> Saved entries:
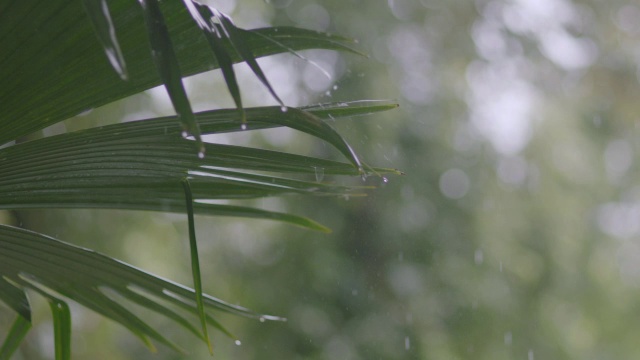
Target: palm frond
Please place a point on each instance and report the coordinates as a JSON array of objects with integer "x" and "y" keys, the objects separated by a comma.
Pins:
[{"x": 54, "y": 67}]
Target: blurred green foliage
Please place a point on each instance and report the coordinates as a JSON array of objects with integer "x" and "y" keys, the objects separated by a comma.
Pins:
[{"x": 513, "y": 235}]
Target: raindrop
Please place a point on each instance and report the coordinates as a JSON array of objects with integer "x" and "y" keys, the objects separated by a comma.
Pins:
[
  {"x": 508, "y": 338},
  {"x": 86, "y": 112},
  {"x": 478, "y": 257}
]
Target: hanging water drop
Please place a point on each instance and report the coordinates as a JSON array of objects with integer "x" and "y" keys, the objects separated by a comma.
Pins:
[{"x": 478, "y": 257}]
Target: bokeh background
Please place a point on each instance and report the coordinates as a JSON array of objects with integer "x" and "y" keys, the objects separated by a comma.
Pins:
[{"x": 515, "y": 233}]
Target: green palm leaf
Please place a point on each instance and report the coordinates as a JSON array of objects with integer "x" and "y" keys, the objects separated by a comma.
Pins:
[{"x": 54, "y": 67}]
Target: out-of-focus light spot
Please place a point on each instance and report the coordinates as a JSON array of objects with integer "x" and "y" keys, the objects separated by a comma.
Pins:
[
  {"x": 454, "y": 183},
  {"x": 629, "y": 261},
  {"x": 501, "y": 106},
  {"x": 627, "y": 19},
  {"x": 313, "y": 16},
  {"x": 567, "y": 51},
  {"x": 618, "y": 158},
  {"x": 512, "y": 170},
  {"x": 619, "y": 219},
  {"x": 478, "y": 257}
]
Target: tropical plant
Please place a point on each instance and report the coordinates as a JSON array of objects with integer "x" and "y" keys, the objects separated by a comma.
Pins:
[{"x": 54, "y": 67}]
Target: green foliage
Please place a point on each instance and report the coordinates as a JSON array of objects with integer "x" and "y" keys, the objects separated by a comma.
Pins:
[{"x": 54, "y": 67}]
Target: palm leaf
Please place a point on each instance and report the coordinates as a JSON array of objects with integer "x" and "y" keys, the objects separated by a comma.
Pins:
[{"x": 53, "y": 67}]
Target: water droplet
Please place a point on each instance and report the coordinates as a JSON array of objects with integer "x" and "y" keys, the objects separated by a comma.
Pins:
[
  {"x": 508, "y": 338},
  {"x": 86, "y": 112},
  {"x": 478, "y": 257}
]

> YOUR OBJECTIVE:
Please, from the entries above, set down exactly the lines from the one containing "Target: hanging water drop" through the one containing "Target: water droplet", and only those.

> COMPLETED EXERCISE:
Target: hanging water drop
Please place a point on each instance and report the coordinates as a JSON array of objects with integer "x" and "y" keys, the objects separated by a comma.
Pins:
[{"x": 478, "y": 257}]
Target: bokeh background
Please place a point on each instance and report the coordinates as a JSON array of objects with integer "x" and "y" keys, the objects separated by a comma.
Pins:
[{"x": 515, "y": 233}]
Target: green palm leaf
Please place a point on each instance and report the coordinates as a JSON array of objects with integer "x" and "y" keys, the objects separated by a comma.
Pins:
[{"x": 54, "y": 67}]
Target: out-of-focus light spot
Please place a point on each instance and report the coordinates as a JSON array of objects with integer "x" and "y" keys, the objects separated by a comma.
Pins:
[
  {"x": 454, "y": 183},
  {"x": 629, "y": 261},
  {"x": 501, "y": 106},
  {"x": 627, "y": 19},
  {"x": 313, "y": 16},
  {"x": 567, "y": 51},
  {"x": 618, "y": 158},
  {"x": 512, "y": 170},
  {"x": 619, "y": 219},
  {"x": 478, "y": 257}
]
Target: tropical plant
Please place a point on each instance and report the coordinates as a JSON array of objects with integer "x" and "y" keys, the objects separated by a comma.
Pins:
[{"x": 54, "y": 67}]
Target: green foliage
Please place a point on each instance and report the coordinates as a JSON array of objects with integer "x" and "y" keys, the objects separated by a comma.
Pins:
[{"x": 54, "y": 67}]
Target: palm leaf
Please place a point on each instance and report the coordinates as a JSON array of objects with integer "x" and "y" keys, the objects separated by a comma.
Pins:
[{"x": 53, "y": 67}]
Target: water droplet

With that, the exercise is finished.